# GOAL OF THE EXERCISE:
Copy out the part that opens with the line containing "row of houses?" and runs through the end of the items, swapping "innermost" for "most central" and keeping everything else the same.

# SUPPLIED RECORDS:
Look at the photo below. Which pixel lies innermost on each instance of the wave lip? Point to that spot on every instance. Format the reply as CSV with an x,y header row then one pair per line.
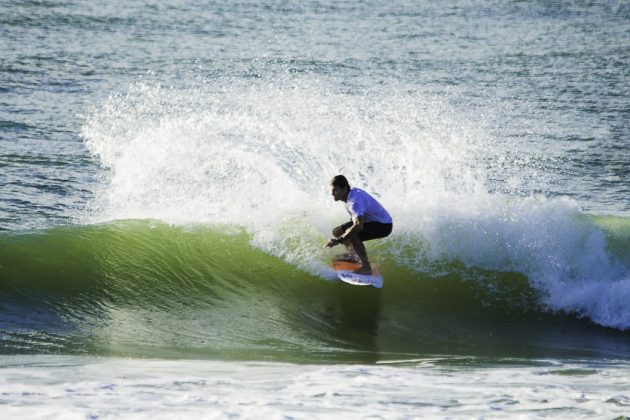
x,y
144,288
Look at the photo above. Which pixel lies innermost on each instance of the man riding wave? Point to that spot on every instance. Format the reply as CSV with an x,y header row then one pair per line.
x,y
369,221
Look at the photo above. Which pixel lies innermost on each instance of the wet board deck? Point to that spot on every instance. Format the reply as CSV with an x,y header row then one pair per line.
x,y
343,269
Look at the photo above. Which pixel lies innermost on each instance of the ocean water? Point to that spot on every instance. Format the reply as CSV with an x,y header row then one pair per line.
x,y
164,202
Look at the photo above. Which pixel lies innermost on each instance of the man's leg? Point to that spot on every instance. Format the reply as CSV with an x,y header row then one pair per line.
x,y
351,253
354,242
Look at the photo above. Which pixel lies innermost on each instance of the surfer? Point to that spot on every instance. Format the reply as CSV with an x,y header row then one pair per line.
x,y
369,221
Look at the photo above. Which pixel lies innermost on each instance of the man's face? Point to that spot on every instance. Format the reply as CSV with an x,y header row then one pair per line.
x,y
338,193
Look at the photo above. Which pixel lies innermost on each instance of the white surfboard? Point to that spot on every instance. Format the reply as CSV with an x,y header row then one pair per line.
x,y
344,269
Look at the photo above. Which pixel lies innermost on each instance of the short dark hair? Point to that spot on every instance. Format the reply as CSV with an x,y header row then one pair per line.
x,y
340,181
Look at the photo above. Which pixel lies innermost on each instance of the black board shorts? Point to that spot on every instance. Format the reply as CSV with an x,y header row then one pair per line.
x,y
371,230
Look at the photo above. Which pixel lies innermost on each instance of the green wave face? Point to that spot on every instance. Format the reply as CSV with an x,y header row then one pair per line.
x,y
146,289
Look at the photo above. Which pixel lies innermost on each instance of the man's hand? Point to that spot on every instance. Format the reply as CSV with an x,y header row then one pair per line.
x,y
332,242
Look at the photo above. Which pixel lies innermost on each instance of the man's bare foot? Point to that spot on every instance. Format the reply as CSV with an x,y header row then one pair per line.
x,y
363,270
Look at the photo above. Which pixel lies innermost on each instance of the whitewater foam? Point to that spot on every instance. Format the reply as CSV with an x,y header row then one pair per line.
x,y
259,154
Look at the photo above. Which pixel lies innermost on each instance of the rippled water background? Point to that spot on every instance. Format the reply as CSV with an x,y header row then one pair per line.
x,y
537,91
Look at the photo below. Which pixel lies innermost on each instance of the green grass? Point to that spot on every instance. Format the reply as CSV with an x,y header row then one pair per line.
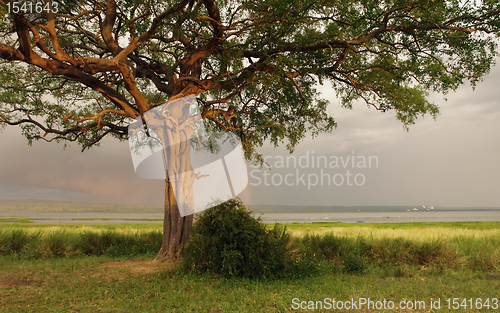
x,y
390,261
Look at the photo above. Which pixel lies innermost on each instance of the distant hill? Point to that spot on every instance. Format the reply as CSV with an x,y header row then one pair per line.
x,y
60,207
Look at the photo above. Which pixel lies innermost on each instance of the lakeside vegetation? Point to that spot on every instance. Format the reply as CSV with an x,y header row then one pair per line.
x,y
108,268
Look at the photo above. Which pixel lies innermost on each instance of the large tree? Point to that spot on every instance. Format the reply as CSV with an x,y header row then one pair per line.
x,y
87,70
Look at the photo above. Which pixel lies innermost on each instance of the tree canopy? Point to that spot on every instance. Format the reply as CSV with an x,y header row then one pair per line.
x,y
85,71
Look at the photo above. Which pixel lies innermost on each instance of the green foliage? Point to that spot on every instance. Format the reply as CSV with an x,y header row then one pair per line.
x,y
228,241
24,244
267,64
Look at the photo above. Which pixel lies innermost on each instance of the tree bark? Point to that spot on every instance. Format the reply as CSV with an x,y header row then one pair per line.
x,y
176,229
175,133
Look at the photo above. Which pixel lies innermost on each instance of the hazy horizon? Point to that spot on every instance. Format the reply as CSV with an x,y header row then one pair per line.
x,y
452,161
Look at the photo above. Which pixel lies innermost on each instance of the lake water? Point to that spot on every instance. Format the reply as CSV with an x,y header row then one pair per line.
x,y
459,215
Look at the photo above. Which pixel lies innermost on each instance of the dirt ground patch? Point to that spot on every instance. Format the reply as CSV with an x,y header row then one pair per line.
x,y
137,266
17,283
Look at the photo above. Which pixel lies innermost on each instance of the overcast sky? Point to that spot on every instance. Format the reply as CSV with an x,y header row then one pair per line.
x,y
453,161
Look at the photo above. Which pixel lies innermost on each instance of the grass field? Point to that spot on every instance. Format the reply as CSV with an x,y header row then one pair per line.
x,y
108,268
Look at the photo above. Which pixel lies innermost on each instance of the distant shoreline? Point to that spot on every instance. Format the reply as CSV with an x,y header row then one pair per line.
x,y
77,207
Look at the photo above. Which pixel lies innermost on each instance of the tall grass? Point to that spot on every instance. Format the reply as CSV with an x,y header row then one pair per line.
x,y
349,248
46,243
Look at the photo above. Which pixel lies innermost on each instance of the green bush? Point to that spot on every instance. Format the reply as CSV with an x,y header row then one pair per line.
x,y
227,240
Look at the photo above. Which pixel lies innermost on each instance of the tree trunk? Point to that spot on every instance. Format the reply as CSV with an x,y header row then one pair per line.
x,y
176,229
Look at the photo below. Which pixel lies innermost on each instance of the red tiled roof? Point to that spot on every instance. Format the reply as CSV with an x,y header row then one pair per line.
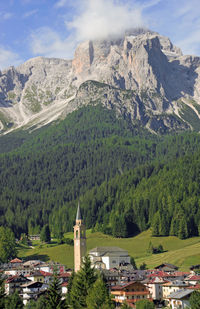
x,y
160,273
16,260
194,287
45,273
65,275
181,273
194,278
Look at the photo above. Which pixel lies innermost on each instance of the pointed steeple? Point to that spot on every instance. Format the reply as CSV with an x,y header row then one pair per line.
x,y
78,214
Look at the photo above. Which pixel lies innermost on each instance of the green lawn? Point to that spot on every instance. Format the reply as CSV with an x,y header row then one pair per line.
x,y
182,253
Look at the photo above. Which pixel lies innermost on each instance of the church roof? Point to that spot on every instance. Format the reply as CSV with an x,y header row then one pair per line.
x,y
78,214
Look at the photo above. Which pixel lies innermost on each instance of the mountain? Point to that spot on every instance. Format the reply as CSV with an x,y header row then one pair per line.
x,y
141,76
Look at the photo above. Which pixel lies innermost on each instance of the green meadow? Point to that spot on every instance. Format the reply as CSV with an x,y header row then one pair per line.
x,y
182,253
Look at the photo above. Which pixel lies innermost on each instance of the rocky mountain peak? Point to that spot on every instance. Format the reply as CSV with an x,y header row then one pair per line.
x,y
143,69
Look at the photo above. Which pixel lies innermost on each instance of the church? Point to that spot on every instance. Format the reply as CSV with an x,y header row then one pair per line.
x,y
101,257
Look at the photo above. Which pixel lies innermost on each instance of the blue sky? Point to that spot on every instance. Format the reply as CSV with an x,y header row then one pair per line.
x,y
53,28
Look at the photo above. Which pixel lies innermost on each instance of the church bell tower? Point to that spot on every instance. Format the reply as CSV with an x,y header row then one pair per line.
x,y
79,241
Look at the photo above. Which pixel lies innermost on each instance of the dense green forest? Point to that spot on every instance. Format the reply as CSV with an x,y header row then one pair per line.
x,y
126,178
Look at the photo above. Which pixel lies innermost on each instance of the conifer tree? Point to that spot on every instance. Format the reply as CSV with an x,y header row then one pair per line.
x,y
45,234
69,287
83,281
144,304
195,300
54,295
125,306
183,229
14,301
98,296
2,292
156,224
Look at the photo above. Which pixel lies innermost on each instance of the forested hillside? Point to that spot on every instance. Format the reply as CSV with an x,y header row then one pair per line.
x,y
125,178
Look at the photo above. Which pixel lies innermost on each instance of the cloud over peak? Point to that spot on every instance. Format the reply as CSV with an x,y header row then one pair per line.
x,y
99,19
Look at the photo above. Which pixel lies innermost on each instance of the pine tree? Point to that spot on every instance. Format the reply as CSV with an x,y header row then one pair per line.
x,y
183,229
83,281
45,234
54,294
98,296
125,306
150,249
144,304
69,287
14,301
2,292
132,261
195,300
156,224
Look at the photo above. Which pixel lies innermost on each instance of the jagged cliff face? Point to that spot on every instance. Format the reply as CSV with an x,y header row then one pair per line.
x,y
142,76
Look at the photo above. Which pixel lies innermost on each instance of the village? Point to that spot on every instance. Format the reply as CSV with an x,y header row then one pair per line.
x,y
164,285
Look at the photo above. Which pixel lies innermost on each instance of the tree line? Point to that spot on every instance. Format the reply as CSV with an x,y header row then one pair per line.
x,y
126,178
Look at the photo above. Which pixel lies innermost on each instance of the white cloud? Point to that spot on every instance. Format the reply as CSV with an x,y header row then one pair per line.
x,y
190,43
46,42
60,3
148,4
102,18
96,19
30,13
8,58
6,15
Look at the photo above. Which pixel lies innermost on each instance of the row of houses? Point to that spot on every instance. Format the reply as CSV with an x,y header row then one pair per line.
x,y
32,278
164,285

# FULL RESPONSE:
Look at the photo above. Which pixel lies most central on each instance of the row of houses? Point to that spot on every instance. Format the reply as CSV with an x,y header row then one pair per line.
x,y
32,278
164,285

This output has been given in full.